### PAGE EXCERPT

From Assyrian times, lamassu were depicted as hybrids, with bodies of either winged bulls or lions and heads of human males. The motif of a winged animal with a human head is common to the Near East, first recorded in Ebla around 3000 BC. The first distinct lamassu motif appeared in Assyria during the reign of Tiglath-Pileser II as a symbol of power.

Assyrian sculpture typically placed prominent pairs of lamassu at entrances in palaces, facing the street and also internal courtyards. They were represented as "double-aspect" figures on corners, in high relief. From the front, they appear to stand, and from the side, they walk. In earlier versions, they have five legs, as is apparent when viewed obliquely. Lamassu do not generally appear as large figures in the low-relief schemes running round palace rooms, where winged genie figures are common, but they sometimes appear within narrative reliefs, apparently protecting the Assyrians.

### ABOUT THIS TASK
Retype the passage on Assyrian lamassu in full, without altering a single word or mark of punctuation.

### MATERIAL PROVIDED
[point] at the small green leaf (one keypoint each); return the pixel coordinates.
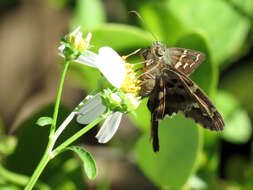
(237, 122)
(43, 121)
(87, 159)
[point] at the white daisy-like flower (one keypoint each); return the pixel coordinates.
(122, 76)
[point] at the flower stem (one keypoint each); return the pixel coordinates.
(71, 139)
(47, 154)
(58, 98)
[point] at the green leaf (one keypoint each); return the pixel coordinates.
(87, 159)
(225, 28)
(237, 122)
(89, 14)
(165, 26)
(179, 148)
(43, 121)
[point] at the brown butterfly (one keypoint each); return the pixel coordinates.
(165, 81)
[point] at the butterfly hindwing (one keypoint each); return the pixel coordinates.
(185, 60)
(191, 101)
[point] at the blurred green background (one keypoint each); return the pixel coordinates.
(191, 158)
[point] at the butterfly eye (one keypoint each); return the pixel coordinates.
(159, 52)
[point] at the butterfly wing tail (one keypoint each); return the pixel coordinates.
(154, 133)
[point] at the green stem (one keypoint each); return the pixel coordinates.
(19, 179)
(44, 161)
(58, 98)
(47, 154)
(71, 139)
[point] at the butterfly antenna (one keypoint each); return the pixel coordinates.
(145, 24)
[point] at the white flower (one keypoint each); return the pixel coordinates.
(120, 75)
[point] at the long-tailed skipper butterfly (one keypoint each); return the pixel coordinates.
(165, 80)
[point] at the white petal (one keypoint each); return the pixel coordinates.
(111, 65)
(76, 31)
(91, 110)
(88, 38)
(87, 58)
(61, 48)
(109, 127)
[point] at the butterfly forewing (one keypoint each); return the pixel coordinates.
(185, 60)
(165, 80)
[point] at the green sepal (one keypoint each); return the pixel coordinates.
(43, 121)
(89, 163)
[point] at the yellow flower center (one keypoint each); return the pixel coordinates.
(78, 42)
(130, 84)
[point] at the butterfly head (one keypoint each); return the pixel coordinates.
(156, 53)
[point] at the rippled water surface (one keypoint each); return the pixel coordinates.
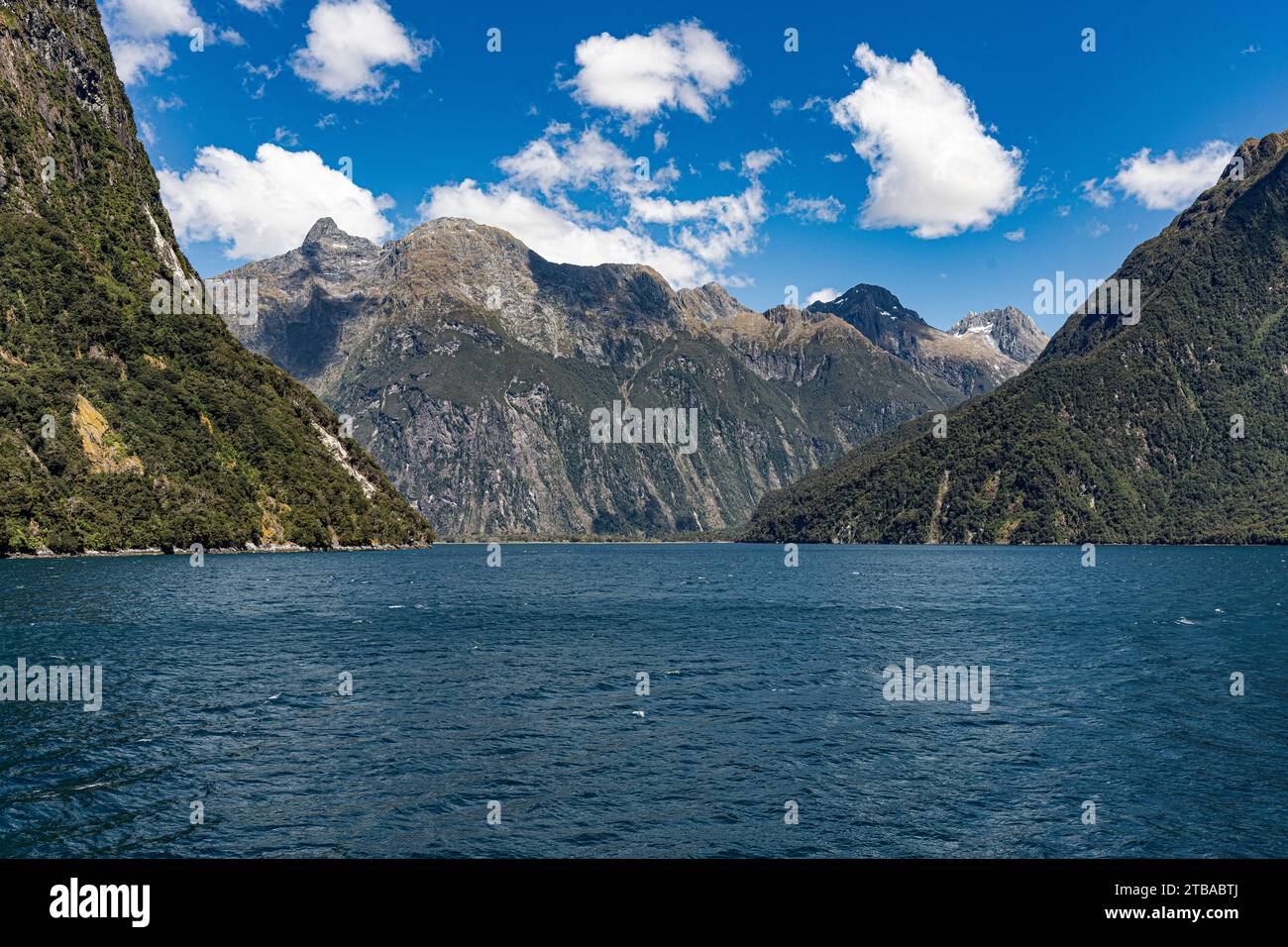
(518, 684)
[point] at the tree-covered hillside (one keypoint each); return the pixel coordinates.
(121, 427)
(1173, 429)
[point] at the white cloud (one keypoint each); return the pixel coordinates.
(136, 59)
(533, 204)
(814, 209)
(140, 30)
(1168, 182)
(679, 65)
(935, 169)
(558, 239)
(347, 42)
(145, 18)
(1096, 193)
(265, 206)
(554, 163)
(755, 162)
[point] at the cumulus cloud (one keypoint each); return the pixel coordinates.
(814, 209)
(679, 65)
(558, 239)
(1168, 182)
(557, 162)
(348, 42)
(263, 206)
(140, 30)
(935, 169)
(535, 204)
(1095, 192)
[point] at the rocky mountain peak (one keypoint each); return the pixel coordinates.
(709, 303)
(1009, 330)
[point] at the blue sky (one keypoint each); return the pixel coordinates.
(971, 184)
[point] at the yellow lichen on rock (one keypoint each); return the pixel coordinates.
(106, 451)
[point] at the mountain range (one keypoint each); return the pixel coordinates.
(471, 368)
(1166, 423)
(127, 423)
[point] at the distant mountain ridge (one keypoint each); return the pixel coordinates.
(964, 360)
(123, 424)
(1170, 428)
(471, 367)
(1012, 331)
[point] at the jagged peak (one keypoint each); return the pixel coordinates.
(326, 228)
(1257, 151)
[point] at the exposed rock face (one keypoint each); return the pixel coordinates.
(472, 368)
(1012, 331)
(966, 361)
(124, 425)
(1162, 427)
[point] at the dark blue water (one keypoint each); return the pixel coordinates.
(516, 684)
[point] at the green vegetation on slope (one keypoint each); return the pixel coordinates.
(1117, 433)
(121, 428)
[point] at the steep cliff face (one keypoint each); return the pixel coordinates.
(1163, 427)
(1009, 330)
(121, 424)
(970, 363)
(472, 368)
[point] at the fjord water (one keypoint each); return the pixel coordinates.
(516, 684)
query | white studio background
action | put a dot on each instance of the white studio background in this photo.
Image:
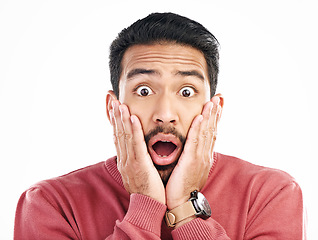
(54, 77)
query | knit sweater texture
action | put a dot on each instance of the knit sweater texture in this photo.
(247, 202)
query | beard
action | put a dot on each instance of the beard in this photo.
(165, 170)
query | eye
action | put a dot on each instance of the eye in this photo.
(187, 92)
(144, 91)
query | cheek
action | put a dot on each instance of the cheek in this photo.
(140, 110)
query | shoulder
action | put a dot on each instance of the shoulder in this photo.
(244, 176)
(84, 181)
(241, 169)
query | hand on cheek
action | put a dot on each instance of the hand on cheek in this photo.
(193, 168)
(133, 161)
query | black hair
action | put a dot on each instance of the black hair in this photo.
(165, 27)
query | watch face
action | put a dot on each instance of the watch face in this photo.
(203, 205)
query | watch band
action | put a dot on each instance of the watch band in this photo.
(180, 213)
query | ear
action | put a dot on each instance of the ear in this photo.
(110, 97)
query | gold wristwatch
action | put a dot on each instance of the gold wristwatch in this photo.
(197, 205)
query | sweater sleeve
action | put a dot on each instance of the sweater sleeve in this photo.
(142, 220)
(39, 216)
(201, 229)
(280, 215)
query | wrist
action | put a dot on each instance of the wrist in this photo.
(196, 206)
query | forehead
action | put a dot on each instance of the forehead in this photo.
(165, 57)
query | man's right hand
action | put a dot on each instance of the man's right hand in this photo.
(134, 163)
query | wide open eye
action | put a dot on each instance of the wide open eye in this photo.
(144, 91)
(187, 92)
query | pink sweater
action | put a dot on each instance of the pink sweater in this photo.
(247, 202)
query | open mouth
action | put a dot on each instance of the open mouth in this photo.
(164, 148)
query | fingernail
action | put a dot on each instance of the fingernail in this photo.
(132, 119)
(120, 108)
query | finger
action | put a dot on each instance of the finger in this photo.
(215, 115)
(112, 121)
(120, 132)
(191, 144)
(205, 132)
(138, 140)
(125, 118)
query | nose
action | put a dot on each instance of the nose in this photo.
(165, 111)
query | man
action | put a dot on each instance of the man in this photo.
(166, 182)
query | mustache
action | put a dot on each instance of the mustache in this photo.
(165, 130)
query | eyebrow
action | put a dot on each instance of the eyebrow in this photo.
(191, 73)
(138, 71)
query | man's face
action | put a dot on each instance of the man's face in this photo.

### SOLUTION FOR THIS EXERCISE
From Assyrian times, lamassu were depicted as hybrids, with bodies of either winged bulls or lions and heads of human males. The motif of a winged animal with a human head is common to the Near East, first recorded in Ebla around 3000 BC. The first distinct lamassu motif appeared in Assyria during the reign of Tiglath-Pileser II as a symbol of power.

Assyrian sculpture typically placed prominent pairs of lamassu at entrances in palaces, facing the street and also internal courtyards. They were represented as "double-aspect" figures on corners, in high relief. From the front, they appear to stand, and from the side, they walk. In earlier versions, they have five legs, as is apparent when viewed obliquely. Lamassu do not generally appear as large figures in the low-relief schemes running round palace rooms, where winged genie figures are common, but they sometimes appear within narrative reliefs, apparently protecting the Assyrians.